TASK INSTRUCTIONS: Recast everything from the first line of the items down to the line containing "119], [263, 114]]", both ends included, as a Markdown table with the columns Row and Item line. Leave out blank lines.

ENTRIES SHOWN:
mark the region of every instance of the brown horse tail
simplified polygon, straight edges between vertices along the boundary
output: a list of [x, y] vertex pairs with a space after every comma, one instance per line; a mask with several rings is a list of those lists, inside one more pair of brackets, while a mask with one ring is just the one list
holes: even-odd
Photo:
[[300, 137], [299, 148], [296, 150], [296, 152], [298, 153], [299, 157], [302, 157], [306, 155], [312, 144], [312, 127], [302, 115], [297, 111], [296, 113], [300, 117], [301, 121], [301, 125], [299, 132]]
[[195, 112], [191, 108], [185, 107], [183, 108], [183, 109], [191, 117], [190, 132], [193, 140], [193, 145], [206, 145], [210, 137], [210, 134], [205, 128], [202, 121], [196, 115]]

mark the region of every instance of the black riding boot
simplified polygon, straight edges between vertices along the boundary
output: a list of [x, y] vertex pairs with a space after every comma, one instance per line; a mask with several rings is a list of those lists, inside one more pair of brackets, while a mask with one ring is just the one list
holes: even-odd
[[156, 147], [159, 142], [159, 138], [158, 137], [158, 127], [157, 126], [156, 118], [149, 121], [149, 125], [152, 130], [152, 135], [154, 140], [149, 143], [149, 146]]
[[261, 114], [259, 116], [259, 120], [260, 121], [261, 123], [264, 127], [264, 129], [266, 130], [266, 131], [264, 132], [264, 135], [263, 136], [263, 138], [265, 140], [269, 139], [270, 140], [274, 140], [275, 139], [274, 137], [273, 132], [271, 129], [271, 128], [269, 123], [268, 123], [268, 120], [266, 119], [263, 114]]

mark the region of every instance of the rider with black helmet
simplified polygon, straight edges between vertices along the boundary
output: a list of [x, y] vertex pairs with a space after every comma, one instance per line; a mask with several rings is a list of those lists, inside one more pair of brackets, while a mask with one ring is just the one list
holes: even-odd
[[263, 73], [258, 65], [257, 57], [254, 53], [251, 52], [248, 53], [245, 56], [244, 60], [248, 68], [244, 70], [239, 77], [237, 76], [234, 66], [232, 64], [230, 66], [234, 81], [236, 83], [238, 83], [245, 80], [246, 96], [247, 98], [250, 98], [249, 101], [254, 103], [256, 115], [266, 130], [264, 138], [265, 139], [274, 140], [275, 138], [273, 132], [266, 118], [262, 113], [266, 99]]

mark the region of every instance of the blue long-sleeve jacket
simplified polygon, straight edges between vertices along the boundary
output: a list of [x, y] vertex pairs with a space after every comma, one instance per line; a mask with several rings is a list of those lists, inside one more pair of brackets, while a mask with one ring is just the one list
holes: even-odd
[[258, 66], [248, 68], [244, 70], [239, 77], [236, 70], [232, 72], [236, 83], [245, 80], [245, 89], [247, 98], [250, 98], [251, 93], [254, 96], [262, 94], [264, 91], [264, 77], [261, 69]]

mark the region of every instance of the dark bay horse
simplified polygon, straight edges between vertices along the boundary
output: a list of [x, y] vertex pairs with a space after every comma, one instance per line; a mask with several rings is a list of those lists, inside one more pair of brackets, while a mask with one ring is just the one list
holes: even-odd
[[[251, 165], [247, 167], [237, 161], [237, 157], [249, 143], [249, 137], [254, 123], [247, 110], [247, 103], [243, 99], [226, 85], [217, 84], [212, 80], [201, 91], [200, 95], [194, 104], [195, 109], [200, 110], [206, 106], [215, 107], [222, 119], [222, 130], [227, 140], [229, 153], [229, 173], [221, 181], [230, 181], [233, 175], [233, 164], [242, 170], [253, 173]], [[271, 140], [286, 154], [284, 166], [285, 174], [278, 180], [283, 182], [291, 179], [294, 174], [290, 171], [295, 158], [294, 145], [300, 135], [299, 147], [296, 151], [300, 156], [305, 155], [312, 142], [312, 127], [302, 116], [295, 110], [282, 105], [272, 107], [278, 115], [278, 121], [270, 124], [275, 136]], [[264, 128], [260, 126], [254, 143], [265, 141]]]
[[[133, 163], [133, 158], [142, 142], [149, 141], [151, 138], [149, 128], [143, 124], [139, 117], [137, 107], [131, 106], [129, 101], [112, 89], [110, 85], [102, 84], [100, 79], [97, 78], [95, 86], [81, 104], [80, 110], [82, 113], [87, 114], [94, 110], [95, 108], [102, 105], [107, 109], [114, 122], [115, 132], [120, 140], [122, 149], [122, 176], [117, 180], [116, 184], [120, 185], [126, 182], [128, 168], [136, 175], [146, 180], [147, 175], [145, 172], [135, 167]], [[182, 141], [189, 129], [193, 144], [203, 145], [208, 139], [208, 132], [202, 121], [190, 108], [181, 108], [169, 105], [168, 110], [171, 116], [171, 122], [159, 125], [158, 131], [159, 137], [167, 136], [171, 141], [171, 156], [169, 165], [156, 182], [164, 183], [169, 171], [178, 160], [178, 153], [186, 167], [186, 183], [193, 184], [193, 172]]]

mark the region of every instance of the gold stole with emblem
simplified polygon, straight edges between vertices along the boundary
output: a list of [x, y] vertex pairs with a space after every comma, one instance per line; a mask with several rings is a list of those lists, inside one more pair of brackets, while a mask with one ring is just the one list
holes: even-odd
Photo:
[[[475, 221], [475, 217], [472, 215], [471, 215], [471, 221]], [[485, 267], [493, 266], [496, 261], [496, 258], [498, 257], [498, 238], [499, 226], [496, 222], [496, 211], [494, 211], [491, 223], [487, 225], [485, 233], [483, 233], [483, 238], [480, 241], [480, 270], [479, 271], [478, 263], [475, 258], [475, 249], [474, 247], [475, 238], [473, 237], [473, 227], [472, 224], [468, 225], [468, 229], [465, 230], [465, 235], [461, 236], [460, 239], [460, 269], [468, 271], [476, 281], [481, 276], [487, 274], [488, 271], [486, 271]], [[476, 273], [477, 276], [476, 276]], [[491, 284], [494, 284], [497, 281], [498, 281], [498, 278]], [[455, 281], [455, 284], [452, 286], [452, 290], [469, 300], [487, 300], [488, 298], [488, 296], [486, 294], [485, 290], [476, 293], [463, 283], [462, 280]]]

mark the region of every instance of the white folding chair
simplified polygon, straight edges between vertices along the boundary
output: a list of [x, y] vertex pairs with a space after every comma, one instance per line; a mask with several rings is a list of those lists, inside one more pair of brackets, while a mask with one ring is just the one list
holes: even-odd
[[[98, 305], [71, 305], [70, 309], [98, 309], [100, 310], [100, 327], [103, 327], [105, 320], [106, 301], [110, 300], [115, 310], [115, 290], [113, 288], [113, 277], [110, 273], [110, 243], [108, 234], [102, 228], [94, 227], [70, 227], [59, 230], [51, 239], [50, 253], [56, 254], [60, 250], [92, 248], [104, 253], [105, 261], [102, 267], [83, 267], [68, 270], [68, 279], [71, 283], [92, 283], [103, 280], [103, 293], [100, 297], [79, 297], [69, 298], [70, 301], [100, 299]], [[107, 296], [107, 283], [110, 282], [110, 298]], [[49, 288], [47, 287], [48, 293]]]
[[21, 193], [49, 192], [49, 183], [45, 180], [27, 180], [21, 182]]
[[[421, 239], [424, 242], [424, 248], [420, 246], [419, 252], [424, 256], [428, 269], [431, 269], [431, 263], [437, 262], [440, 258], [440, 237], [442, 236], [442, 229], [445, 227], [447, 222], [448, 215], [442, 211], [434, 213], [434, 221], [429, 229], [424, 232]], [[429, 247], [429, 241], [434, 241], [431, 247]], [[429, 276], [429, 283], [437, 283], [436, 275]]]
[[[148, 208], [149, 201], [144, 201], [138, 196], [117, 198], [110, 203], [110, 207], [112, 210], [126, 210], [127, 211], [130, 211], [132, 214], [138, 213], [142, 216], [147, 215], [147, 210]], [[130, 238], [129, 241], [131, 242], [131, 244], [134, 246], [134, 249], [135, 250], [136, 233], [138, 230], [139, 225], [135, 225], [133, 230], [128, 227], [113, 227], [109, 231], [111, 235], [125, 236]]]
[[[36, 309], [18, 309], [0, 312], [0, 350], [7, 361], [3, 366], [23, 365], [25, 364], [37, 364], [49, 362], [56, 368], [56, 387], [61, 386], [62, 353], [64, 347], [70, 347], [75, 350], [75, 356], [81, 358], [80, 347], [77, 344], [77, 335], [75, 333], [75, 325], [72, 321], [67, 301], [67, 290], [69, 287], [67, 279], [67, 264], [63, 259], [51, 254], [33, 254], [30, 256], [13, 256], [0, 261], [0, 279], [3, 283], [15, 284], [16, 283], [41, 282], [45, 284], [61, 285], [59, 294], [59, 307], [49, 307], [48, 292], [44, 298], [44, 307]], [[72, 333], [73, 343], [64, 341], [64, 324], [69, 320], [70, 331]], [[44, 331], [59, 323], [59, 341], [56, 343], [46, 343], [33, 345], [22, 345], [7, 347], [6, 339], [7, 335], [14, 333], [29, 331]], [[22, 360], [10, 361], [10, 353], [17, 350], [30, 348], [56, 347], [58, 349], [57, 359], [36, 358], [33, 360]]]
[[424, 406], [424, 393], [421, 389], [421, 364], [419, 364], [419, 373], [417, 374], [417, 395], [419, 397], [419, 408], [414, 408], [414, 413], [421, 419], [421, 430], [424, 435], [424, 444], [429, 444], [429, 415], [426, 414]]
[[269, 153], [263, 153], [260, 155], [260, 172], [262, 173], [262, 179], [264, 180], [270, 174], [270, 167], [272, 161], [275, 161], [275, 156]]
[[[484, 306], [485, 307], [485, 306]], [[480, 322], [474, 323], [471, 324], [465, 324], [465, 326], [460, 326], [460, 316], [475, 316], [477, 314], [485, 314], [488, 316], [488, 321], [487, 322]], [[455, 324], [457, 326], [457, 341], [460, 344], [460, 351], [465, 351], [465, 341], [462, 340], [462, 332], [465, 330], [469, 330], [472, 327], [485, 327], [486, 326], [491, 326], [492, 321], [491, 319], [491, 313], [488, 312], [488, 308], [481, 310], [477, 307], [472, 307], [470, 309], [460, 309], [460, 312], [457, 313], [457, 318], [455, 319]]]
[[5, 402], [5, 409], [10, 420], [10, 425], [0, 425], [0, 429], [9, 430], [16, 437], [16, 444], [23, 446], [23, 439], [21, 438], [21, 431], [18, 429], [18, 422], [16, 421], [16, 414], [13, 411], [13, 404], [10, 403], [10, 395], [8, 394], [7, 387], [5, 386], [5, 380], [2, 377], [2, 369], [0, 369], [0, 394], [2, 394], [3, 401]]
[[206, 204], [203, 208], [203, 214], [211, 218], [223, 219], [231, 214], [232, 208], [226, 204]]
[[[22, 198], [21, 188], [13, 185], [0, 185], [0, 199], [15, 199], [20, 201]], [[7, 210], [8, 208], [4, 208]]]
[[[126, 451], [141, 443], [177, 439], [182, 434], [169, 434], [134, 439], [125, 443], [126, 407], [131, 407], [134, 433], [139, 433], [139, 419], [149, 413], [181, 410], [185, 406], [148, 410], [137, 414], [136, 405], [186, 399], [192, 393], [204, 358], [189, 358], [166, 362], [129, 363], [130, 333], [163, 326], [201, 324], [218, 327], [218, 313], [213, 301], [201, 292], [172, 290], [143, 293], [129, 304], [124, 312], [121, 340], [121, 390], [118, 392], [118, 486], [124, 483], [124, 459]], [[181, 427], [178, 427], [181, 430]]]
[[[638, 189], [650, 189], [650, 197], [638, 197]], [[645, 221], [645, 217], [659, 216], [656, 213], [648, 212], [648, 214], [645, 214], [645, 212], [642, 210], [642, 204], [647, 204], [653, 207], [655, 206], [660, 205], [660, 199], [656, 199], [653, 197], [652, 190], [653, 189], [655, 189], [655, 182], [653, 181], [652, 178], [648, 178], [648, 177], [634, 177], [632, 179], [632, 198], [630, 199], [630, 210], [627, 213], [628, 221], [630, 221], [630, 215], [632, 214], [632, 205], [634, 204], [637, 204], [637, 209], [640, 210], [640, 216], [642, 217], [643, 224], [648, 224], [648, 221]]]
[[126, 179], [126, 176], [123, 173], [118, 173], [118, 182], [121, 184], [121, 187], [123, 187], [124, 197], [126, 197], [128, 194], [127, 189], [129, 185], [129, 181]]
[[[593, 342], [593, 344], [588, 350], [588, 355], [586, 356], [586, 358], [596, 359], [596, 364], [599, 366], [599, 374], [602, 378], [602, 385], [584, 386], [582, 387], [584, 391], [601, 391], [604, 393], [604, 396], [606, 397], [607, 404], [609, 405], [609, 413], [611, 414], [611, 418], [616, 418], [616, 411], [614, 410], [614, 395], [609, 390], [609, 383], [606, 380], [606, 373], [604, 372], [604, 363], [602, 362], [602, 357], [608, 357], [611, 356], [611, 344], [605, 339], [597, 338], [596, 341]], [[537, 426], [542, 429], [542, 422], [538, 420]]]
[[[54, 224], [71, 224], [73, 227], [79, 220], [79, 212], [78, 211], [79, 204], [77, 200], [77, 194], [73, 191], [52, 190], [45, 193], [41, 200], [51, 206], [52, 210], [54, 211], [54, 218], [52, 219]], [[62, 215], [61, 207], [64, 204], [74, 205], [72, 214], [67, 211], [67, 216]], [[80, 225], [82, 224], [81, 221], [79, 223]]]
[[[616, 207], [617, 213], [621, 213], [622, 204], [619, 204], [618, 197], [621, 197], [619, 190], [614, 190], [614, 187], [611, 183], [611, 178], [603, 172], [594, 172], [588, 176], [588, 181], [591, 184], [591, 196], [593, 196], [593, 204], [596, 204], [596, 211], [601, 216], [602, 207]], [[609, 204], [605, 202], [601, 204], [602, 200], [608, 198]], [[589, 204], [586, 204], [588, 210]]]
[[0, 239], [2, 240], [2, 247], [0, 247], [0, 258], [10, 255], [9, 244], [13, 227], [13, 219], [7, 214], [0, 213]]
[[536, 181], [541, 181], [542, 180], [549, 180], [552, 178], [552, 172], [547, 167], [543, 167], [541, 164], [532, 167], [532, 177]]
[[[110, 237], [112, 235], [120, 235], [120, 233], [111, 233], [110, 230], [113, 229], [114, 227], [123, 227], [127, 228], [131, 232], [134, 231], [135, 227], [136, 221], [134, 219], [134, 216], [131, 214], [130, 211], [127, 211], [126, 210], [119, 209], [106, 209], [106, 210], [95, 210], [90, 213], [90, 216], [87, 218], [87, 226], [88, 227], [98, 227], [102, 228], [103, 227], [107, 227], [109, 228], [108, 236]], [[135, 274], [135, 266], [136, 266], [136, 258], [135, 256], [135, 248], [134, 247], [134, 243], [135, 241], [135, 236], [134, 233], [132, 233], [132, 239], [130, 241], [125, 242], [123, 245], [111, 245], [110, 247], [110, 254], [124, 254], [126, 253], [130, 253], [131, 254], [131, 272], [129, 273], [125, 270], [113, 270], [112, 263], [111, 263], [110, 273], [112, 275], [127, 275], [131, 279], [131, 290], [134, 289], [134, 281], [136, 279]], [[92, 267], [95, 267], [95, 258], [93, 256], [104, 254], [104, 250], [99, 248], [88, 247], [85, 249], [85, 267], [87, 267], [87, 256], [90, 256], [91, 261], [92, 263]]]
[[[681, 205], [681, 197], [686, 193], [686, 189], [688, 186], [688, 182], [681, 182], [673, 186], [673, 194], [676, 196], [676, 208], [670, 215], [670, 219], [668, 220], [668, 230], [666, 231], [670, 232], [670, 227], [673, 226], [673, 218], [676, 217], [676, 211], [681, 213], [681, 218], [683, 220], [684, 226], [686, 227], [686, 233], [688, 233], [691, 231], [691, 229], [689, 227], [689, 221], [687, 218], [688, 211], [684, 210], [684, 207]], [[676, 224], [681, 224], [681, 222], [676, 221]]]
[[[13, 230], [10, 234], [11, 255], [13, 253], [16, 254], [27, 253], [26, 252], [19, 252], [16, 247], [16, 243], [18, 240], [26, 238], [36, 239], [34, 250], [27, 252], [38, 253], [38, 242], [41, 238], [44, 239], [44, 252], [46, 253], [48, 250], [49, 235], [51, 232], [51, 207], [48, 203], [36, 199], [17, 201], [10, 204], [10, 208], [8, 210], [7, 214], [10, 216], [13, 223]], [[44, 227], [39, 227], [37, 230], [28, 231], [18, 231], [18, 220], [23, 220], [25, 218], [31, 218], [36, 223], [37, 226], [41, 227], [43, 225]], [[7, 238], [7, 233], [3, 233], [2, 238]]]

SOLUTION FOR THIS TASK:
| Row | Item line |
|---|---|
| 1 | mark the region of every instance of the brown horse tail |
| 2 | simplified polygon, straight edges between vertices along the boundary |
| 3 | output: a list of [x, y] vertex pairs with a space after every comma, one instance per line; a mask with several rings is a list of those lists, inside one more pair of brackets, while a mask with one ring is just the one list |
| 4 | holes: even-odd |
| 5 | Photo: |
| 6 | [[300, 137], [299, 148], [296, 150], [296, 152], [298, 153], [299, 157], [302, 157], [306, 155], [312, 144], [312, 127], [302, 115], [297, 111], [296, 113], [300, 117], [301, 121], [301, 125], [299, 132]] |
| 7 | [[195, 112], [191, 108], [185, 107], [183, 108], [183, 109], [191, 117], [190, 132], [193, 140], [193, 145], [206, 145], [210, 137], [210, 134], [205, 128], [202, 121], [196, 115]] |
| 8 | mark the region of every instance of the black riding boot |
| 9 | simplified polygon, straight edges between vertices along the boundary |
| 10 | output: a list of [x, y] vertex pairs with a space after every comma, one instance per line; a mask with several rings is a list of those lists, inside one more pair of brackets, while a mask with one ring is just the one list |
| 11 | holes: even-odd |
| 12 | [[156, 147], [159, 142], [159, 138], [158, 137], [158, 127], [157, 126], [156, 118], [149, 121], [149, 125], [152, 130], [152, 135], [154, 140], [149, 143], [149, 146]] |
| 13 | [[261, 114], [259, 116], [259, 120], [260, 121], [261, 123], [264, 127], [264, 129], [266, 130], [266, 131], [264, 132], [264, 135], [263, 136], [263, 138], [265, 140], [269, 139], [270, 140], [274, 140], [275, 139], [274, 137], [273, 132], [271, 129], [271, 128], [269, 123], [268, 123], [268, 120], [266, 119], [263, 114]] |